## WORK TO COMPLETE
Reproduce the entire listing below verbatim, line for line, but omit the pictures.

## PROVIDED RECORDS
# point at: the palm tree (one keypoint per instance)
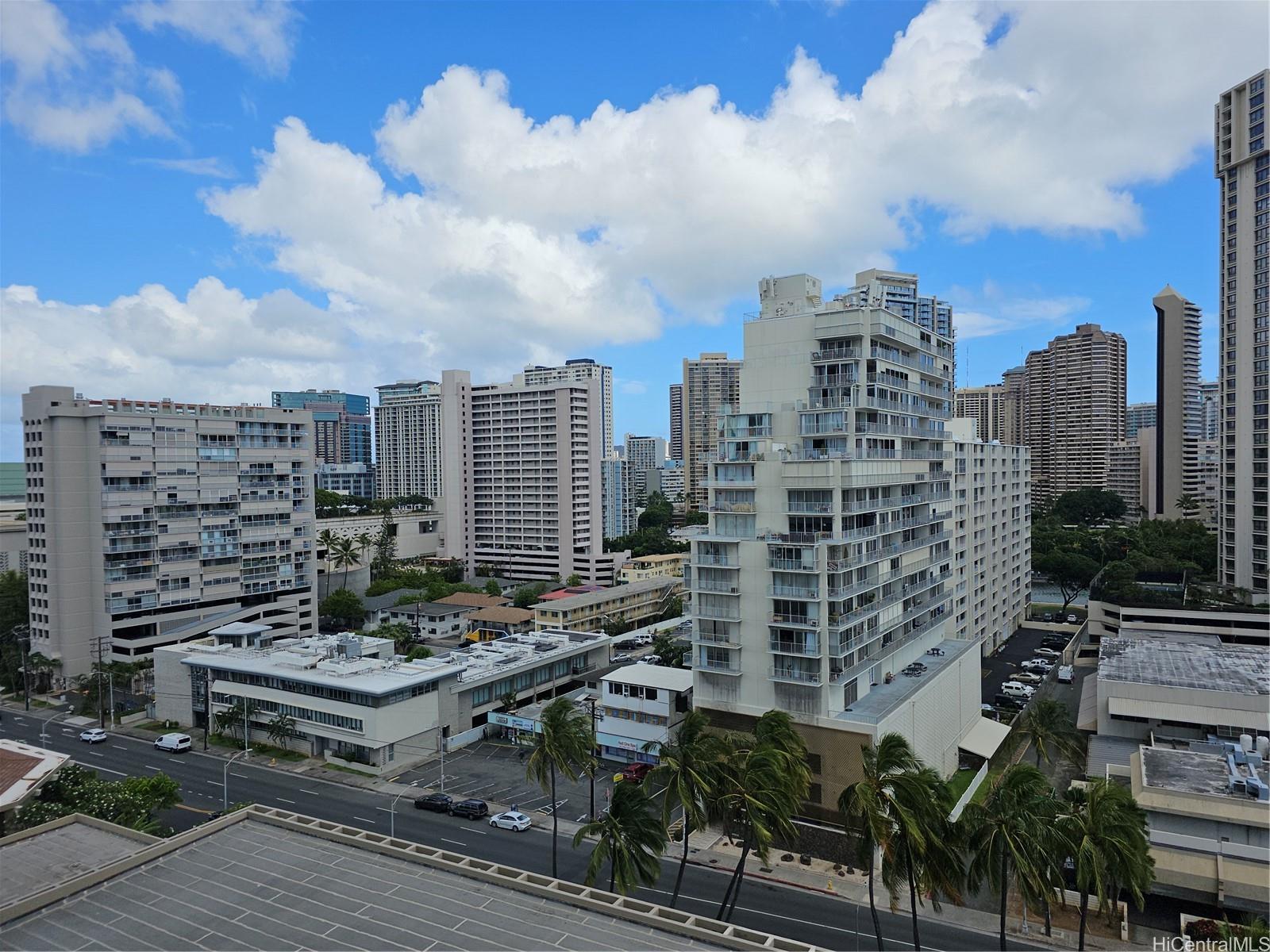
(685, 772)
(761, 782)
(629, 837)
(1105, 833)
(1003, 831)
(929, 850)
(564, 746)
(1048, 727)
(876, 801)
(281, 729)
(343, 555)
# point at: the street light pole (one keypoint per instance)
(225, 780)
(393, 810)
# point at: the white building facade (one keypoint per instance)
(992, 537)
(827, 566)
(408, 440)
(152, 522)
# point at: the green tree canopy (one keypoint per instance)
(344, 607)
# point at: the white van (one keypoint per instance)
(173, 742)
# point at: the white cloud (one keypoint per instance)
(211, 167)
(71, 92)
(994, 310)
(215, 344)
(560, 234)
(260, 32)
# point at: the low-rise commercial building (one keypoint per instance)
(1189, 687)
(499, 621)
(629, 606)
(662, 566)
(1208, 822)
(641, 704)
(352, 698)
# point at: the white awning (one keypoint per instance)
(1087, 715)
(984, 738)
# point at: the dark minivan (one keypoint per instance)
(469, 809)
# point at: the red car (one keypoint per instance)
(635, 772)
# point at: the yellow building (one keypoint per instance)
(664, 566)
(630, 606)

## TASK ANSWER
# point at: the palm tree (one keypoint per instance)
(685, 772)
(761, 782)
(629, 837)
(1105, 833)
(1003, 831)
(929, 850)
(564, 746)
(1048, 727)
(876, 801)
(281, 729)
(343, 555)
# point at: the street light pole (one keypoint per instance)
(225, 780)
(393, 810)
# point at: the white building facade (one keypoint per instance)
(992, 537)
(827, 566)
(408, 440)
(152, 522)
# point at: the green tree canopy (one keypoint per instance)
(344, 607)
# point at: the white van (one keypoint per instance)
(173, 742)
# point at: the white cloud (one keypoint per instance)
(211, 167)
(71, 92)
(994, 310)
(215, 344)
(560, 234)
(260, 32)
# point at: the low-rise commercial building (one keypoint per instance)
(1189, 687)
(499, 621)
(629, 606)
(662, 566)
(1208, 822)
(641, 704)
(352, 698)
# point at: the white awning (one keypoint per instance)
(1087, 715)
(984, 738)
# point at: the dark minivan (one keypoint per instance)
(469, 809)
# point at: the red car (one keypoint per instance)
(635, 772)
# point at: the yellow building (one keypoint per instance)
(664, 566)
(630, 606)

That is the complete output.